# [EXCERPT]

━━━

# Too fast growth of Limnophila sessiliflora



## dzoni (Oct 28, 2005)

I've got a problem with Limnophila sessiliflora - it is growing just too fast (about 40cm/16inches per week), with very big gaps between individual leaves sets. I placed this thread to fertilizing section because I think, that it is a chemistry problem - not light. 

Aquarium parameters:

50 gallons
3 WPG
NO3 20 ppm
PO4 1 ppm
Plantex CSM 30 ml weekly
CO2 more than 30 ppm (don't know exactly)
KH 10
GH 22

All other plants are fine - everything is pearling all the time...can anyone help on this? Could it be caused by too high level of CO2?


----------



## dukydaf (Aug 31, 2004)

Maybe it is Cabomba aquatica.You can see it for real so you know better but just considder this:

If it is Cabomba then the more light and Co2 you will have the bigger the gap between the nodes.


----------



## 247Plants (Mar 23, 2006)

Yep thats cabomba...i have about 50 stems in my 65gal and i get the same thing


----------



## dzoni (Oct 28, 2005)

Yes, you are right - there are two stems of cabomba among that sessiflora and the growth is more or less the same... so there is no way to avoid it?


----------



## Mnemia (Nov 23, 2004)

dzoni said:


> Yes, you are right - there are two stems of cabomba among that sessiflora and the growth is more or less the same... so there is no way to avoid it?


Use a slightly slower growing plant. I got this stuff when I was just starting out but it grows way too fast under high light and hence requires constant maintenance and trimming to keep it from taking over the whole tank.


----------



## dzoni (Oct 28, 2005)

Mnemia, you are probably right. I will have to get rid of it - I just wanted to make sure, that there isn't some way to slow this plant down a bit, because I really like it


----------



## John S (Jan 18, 2005)

if you got another tank with not so much light put them in it i did that and it slowed way down and not so langy


----------



## Cavan Allen (Jul 22, 2004)

The green plant in that photo is not a _Cabomba_. _L. sessiflora_ is a lot more likely. It certainly is a _Limnophila_.

What is your tank temperature? Higher temperatures can contribute to legginess.


----------



## dzoni (Oct 28, 2005)

━━━

# [PROVIDED RECORDS]
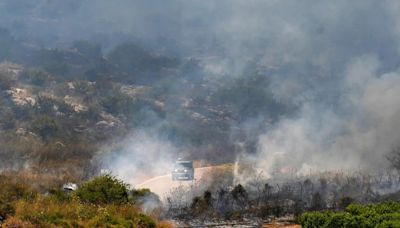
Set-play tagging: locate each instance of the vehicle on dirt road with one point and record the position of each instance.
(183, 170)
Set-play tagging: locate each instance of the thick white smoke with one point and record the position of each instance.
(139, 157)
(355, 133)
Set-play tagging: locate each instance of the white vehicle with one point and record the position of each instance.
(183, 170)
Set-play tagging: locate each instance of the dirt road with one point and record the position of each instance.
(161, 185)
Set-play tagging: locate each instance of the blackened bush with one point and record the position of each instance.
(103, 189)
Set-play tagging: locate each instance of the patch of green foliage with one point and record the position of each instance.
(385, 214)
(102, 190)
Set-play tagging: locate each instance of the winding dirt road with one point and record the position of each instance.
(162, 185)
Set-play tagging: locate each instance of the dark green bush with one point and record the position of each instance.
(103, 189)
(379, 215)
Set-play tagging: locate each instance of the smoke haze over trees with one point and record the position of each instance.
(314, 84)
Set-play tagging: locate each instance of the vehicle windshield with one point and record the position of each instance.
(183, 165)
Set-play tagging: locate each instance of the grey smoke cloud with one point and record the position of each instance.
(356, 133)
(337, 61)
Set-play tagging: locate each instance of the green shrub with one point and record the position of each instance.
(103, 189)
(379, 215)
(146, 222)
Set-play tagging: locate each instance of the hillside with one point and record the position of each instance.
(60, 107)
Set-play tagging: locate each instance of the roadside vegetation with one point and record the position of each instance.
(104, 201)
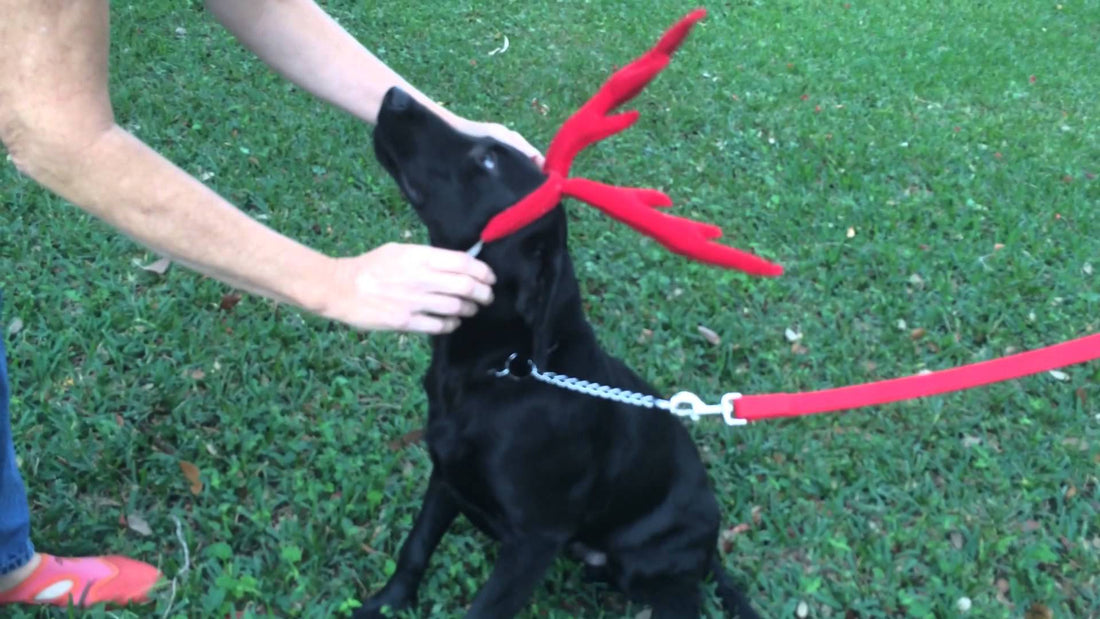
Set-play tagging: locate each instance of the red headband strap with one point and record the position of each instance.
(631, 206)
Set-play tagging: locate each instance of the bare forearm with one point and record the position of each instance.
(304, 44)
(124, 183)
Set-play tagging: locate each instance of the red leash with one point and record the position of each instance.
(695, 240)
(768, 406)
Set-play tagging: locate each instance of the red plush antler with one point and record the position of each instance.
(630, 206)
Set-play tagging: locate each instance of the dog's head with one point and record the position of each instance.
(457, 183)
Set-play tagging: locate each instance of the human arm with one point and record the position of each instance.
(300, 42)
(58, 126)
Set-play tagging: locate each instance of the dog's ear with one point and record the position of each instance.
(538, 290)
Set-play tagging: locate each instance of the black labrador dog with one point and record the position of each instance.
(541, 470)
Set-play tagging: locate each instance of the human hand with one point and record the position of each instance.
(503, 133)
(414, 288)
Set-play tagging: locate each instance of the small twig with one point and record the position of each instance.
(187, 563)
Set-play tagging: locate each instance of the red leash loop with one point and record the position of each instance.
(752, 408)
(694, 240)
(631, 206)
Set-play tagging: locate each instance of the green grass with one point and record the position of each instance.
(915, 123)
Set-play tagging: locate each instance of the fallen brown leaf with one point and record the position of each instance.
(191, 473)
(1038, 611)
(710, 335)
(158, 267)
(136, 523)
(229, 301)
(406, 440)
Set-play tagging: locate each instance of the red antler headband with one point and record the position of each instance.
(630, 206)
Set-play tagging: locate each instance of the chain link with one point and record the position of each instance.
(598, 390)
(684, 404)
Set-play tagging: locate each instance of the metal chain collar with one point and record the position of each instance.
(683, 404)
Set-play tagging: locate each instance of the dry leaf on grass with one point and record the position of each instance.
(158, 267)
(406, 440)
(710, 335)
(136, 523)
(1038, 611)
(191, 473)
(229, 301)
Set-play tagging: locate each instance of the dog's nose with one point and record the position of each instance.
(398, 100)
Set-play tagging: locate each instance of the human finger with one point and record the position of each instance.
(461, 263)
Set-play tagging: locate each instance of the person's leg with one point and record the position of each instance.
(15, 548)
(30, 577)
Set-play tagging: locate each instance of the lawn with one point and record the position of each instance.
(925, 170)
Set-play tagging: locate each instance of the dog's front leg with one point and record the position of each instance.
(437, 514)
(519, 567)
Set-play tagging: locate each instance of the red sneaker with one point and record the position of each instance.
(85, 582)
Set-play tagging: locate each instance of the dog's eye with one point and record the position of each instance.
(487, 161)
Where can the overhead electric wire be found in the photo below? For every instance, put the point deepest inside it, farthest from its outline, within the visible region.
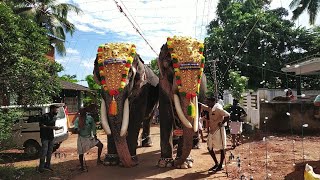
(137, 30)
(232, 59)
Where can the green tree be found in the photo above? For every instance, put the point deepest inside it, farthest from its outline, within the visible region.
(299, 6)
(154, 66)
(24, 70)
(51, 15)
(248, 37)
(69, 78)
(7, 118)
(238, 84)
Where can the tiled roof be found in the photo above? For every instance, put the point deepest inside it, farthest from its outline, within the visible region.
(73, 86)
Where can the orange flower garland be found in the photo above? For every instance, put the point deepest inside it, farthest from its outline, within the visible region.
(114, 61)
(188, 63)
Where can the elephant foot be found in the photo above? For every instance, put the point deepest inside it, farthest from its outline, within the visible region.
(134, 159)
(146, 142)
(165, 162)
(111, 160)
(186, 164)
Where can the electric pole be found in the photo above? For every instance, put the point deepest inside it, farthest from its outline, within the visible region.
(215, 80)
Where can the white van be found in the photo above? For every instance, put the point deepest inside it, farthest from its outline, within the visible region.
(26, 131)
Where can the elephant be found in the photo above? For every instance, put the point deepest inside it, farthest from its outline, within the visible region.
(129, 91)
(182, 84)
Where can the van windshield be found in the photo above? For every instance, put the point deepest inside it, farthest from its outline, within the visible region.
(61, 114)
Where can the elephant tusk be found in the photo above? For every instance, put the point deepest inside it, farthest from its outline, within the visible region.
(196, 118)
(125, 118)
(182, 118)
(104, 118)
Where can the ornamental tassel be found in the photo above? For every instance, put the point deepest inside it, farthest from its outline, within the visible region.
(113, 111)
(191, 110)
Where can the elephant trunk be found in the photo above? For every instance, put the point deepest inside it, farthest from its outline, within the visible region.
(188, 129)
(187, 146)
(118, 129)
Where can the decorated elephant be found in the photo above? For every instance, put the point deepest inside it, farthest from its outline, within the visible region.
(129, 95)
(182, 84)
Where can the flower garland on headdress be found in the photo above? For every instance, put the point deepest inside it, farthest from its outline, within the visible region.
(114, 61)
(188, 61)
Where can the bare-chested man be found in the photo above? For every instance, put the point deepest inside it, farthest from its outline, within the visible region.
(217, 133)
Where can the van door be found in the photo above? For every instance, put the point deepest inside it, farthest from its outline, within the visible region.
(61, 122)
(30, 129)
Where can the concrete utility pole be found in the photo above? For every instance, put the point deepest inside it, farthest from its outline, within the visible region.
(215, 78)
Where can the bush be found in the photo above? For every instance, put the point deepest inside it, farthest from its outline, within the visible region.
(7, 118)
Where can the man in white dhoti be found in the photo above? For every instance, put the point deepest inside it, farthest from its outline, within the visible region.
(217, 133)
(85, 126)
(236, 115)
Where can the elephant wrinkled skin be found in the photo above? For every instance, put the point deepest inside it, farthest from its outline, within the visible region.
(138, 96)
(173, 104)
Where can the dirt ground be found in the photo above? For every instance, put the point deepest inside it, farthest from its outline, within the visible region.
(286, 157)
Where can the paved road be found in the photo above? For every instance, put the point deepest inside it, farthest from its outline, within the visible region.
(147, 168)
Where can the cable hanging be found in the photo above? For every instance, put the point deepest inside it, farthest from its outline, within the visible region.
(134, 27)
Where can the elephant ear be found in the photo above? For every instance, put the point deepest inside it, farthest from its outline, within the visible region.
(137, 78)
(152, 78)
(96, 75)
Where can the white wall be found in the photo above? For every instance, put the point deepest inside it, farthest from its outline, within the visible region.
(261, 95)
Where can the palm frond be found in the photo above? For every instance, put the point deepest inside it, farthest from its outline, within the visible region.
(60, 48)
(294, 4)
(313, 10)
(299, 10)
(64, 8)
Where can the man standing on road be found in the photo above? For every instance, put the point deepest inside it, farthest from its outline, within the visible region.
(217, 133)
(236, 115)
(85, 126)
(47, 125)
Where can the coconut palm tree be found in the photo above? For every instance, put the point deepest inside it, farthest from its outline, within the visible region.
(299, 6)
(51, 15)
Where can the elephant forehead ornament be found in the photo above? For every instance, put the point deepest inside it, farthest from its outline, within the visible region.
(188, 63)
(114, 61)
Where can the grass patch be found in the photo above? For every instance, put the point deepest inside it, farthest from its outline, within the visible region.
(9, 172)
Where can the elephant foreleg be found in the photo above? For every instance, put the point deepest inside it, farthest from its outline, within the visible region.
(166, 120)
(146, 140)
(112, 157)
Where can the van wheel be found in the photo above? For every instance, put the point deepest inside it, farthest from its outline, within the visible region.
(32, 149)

━━━

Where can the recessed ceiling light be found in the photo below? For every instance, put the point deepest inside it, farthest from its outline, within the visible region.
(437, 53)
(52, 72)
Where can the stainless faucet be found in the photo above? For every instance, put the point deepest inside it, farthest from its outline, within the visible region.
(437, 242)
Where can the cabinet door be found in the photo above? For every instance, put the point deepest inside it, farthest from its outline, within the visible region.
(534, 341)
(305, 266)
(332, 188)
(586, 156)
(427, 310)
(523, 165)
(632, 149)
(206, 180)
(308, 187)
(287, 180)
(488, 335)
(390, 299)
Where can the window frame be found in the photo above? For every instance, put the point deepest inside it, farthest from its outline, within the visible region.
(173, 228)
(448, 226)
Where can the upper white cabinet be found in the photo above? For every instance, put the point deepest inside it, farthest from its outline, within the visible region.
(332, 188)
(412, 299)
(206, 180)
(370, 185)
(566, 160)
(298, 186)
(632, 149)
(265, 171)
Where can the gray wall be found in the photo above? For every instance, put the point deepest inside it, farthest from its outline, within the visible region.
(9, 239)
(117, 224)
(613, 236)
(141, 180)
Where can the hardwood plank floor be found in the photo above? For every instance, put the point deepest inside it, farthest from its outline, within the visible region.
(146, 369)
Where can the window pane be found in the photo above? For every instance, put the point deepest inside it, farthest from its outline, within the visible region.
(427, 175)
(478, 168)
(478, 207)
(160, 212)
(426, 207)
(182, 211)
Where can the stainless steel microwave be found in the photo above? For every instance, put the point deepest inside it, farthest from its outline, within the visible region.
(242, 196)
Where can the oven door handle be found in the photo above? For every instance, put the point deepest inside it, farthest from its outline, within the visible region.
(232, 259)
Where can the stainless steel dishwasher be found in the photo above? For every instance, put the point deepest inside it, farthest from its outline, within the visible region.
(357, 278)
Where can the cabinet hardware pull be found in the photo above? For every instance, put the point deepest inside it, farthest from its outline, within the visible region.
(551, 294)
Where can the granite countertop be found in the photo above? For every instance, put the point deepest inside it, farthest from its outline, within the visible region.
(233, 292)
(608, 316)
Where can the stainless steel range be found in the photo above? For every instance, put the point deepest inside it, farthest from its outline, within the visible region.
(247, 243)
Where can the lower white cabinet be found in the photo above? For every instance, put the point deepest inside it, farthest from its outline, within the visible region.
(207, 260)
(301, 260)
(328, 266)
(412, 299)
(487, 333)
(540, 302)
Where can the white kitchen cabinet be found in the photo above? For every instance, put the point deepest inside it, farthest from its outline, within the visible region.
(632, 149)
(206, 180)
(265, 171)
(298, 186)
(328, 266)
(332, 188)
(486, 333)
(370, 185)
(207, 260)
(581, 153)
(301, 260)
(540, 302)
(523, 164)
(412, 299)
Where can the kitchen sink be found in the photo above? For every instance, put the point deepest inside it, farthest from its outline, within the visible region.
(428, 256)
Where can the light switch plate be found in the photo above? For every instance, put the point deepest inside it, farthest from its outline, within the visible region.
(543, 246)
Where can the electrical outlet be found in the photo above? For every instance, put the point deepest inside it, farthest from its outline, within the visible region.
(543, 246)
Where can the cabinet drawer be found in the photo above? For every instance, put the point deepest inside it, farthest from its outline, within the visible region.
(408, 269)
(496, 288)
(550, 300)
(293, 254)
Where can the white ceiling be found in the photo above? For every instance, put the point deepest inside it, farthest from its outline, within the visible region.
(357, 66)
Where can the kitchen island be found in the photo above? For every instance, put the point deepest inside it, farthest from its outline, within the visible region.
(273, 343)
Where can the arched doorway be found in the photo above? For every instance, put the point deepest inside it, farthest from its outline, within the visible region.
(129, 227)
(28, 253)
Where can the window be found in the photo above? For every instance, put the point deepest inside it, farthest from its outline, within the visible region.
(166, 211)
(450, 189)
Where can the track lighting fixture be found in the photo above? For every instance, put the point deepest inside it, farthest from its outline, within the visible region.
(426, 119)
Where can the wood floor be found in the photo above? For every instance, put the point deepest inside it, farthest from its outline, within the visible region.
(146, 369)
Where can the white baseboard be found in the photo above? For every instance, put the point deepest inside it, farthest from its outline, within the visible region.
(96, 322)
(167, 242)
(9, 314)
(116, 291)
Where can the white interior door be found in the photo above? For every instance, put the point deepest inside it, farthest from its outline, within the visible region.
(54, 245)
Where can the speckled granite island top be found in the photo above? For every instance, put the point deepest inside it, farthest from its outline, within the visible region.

━━━

# [GOAL OF THE EXERCISE]
Output the forum thread from "I've got a problem" up to and including "level of CO2?". Please work from the forum thread alone.

# [THE ANSWER]
I've got a problem with Limnophila sessiliflora - it is growing just too fast (about 40cm/16inches per week), with very big gaps between individual leaves sets. I placed this thread to fertilizing section because I think, that it is a chemistry problem - not light. 

Aquarium parameters:

50 gallons
3 WPG
NO3 20 ppm
PO4 1 ppm
Plantex CSM 30 ml weekly
CO2 more than 30 ppm (don't know exactly)
KH 10
GH 22

All other plants are fine - everything is pearling all the time...can anyone help on this? Could it be caused by too high level of CO2?